## Reading text:
Erik Wiener

I write stuff here. I collect stuff at eerierwink. Twitter @erikwiener Berkeley, CA

Kids at Work

How about more kids in the workplace?

I work out of a co-working space a few days a week. There are a couple of high school tutors who operate out of there, so there are often school-age kids in the office from around 3:30 - 5:30.

When I walk by them, it usually makes me think about my own kids and miss them in a more visceral way than I do when thinking about them in the abstract. As someone who can get caught up in my work and lose track of time, this sometimes gives me the jolt I need to get out of the office and home to my family at a more reasonable time than I otherwise might. It sort of jolts me out of work mode and into life mode.

I wonder if there would be benefits (in both directions) of getting more kids into workplaces in general – for tutoring, after school classes, whatever. What if we got more businesses to open their doors to this sort of thing? A sort of everyday “bring your kid to work day”. The kids could get exposed to the realities of the modern workplace, and the adults, especially the parents, would be reminded that… kids exist.

Let Me Pay (Ethical Ad Blocker)

In a previous post, I wondered why major ad-supported companies like Facebook and Twitter don’t let me pay to avoid ads.  

Amidst all the controversy around content blockers in iOS 9, it occurs to me that maybe the path to letting me pay is not necessarily that difficult. 

What if I could sign up with one of the major ad networks to ensure that whenever the network saw my cookie on any site, it would serve up… no ads. And charge me as if I were the advertiser for those “no ad” impressions. 

For my part, I would see no ads and would be billed monthly by the ad network based on the number of “no ad” impressions it delivered to me, at whatever effective CPM rate was needed to ensure my “no ads” always won the auction (or indeed whatever CPM I was willing to pay). Like any other advertiser, I would have access to a report showing the sites and impression counts for my “no ads” for full billing transparency. 

For the ad network’s part, they would treat me internally like any other advertiser, no significant change to their systems. I would be a retargeting audience of 1 for my own “no ads”. When my “no ad” was selected for delivery, they would deliver… nothing. They would bill me like any other advertiser (ok maybe with a consumer friendly version of their dashboard).

## Dataset excerpts:
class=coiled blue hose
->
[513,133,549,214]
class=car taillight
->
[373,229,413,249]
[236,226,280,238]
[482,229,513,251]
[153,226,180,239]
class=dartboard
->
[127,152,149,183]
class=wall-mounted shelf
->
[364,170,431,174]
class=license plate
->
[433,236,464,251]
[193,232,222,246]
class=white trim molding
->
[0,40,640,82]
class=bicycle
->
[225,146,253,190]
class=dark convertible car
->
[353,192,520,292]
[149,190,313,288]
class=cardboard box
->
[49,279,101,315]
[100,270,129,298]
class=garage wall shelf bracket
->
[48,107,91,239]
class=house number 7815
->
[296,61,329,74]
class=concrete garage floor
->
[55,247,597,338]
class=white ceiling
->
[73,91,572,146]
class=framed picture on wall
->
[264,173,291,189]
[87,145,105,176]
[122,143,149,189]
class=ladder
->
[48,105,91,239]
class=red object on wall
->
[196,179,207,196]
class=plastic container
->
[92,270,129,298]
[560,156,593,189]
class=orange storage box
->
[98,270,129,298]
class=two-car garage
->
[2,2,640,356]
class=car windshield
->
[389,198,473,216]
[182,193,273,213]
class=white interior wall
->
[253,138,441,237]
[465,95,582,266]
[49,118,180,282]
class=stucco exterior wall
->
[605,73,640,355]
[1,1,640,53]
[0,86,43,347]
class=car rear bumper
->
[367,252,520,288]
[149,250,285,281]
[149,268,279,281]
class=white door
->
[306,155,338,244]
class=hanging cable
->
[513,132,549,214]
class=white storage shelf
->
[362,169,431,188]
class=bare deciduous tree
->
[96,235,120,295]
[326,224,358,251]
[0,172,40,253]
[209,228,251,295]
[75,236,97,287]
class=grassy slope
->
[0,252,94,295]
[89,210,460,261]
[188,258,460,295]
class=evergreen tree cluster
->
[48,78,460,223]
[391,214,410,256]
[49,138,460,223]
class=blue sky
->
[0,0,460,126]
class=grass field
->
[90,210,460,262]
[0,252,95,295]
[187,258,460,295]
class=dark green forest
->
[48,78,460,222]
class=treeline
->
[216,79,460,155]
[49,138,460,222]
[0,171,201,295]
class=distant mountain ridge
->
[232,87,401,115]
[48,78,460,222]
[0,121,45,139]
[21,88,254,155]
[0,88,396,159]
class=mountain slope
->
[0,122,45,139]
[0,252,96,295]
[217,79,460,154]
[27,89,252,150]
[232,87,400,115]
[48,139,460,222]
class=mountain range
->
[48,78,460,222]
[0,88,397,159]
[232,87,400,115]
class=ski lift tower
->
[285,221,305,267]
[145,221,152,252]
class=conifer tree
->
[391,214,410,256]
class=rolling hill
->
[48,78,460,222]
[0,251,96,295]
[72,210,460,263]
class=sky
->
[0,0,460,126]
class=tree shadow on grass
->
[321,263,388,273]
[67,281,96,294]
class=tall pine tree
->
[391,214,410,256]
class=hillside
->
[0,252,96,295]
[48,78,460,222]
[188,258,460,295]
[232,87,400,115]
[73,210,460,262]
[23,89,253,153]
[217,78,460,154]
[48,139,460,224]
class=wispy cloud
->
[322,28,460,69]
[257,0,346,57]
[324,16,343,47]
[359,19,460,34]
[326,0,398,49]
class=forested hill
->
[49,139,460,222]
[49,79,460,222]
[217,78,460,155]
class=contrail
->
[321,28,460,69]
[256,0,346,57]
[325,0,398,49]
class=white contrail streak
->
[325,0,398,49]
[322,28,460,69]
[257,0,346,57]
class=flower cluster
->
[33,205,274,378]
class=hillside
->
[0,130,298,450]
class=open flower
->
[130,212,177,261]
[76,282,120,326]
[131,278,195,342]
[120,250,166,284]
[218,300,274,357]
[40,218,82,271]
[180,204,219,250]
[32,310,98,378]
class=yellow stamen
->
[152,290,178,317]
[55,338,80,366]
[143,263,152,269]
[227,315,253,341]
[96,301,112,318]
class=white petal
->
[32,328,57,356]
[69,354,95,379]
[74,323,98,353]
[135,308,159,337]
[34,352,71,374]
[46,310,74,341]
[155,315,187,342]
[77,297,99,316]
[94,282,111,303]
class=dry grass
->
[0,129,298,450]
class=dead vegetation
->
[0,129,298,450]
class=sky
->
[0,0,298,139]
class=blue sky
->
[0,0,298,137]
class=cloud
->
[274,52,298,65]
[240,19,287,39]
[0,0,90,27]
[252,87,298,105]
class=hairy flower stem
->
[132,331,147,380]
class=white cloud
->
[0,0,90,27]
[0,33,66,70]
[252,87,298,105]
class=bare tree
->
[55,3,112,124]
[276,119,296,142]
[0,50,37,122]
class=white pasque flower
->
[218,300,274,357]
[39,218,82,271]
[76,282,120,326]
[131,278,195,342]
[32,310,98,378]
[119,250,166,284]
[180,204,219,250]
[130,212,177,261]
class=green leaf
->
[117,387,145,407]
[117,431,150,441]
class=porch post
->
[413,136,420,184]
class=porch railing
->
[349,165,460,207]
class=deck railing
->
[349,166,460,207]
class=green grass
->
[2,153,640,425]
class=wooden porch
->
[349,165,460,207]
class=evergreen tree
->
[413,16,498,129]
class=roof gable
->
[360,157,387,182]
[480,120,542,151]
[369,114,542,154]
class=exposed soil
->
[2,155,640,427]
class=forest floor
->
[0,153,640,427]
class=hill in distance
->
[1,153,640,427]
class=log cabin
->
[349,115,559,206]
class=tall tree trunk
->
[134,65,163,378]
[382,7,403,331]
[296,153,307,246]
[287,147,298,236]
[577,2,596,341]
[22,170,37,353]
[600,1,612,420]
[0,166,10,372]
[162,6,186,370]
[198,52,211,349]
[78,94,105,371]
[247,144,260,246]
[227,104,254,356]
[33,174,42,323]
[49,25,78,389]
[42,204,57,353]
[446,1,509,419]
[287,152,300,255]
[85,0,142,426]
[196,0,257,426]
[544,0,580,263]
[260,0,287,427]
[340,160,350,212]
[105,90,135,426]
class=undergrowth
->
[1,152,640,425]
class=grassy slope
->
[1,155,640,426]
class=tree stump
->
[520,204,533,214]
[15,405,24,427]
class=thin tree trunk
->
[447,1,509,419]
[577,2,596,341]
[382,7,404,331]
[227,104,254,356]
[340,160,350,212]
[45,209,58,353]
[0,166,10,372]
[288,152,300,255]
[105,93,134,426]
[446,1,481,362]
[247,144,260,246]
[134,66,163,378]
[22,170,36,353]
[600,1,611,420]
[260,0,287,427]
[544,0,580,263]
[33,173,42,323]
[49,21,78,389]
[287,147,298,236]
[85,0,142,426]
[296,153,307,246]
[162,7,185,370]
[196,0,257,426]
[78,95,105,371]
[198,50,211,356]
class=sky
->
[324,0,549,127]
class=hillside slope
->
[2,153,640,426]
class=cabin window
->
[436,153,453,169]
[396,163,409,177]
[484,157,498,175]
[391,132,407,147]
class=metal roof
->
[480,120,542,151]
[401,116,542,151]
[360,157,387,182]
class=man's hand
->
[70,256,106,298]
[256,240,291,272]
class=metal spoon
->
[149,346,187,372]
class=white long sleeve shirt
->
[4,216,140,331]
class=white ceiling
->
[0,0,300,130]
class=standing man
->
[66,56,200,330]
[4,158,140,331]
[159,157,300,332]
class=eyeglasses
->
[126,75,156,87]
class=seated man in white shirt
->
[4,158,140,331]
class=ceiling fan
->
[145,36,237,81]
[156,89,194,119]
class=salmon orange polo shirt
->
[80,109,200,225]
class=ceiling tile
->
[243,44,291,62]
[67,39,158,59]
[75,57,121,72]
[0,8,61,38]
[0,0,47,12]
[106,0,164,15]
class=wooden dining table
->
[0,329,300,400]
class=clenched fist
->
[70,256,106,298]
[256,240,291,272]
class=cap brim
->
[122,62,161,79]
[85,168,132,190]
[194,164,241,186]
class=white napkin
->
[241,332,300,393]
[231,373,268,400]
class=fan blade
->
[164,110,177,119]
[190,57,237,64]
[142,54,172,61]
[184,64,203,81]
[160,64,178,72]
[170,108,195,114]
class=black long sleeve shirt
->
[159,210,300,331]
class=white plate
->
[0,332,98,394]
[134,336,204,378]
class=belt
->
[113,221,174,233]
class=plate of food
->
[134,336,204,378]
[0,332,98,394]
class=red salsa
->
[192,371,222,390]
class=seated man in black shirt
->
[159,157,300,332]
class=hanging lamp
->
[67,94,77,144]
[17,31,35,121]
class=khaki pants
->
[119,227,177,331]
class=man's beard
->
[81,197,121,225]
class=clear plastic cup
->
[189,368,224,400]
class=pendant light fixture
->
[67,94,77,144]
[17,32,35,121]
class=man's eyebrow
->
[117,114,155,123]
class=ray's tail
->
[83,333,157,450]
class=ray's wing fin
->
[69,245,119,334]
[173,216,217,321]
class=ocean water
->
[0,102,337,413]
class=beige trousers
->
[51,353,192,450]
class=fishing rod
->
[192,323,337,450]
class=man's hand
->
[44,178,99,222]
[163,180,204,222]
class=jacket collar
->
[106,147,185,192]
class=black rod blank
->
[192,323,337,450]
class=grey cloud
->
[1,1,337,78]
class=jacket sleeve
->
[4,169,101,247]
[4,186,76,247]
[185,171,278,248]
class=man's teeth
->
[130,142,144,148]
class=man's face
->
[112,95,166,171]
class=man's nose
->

## Work to complete:
**1)** Could you reproduce the stretch of the blog text from "What if I could" through "full billing transparency."?
**2)** Answer these questions from the blog text:
(a) Between what times are school-age kids often in the co-working office?
(b) Which two ad-supported companies are named as not letting the writer pay to avoid ads?
(c) How often would the ad network bill the writer for the "no ad" impressions?
You won't need the rows for this.

## Expected responses:
**1)**
What if I could sign up with one of the major ad networks to ensure that whenever the network saw my cookie on any site, it would serve up… no ads. And charge me as if I were the advertiser for those “no ad” impressions. 

For my part, I would see no ads and would be billed monthly by the ad network based on the number of “no ad” impressions it delivered to me, at whatever effective CPM rate was needed to ensure my “no ads” always won the auction (or indeed whatever CPM I was willing to pay). Like any other advertiser, I would have access to a report showing the sites and impression counts for my “no ads” for full billing transparency.

**2)**
(a) From around 3:30 to 5:30.
(b) Facebook and Twitter.
(c) Monthly.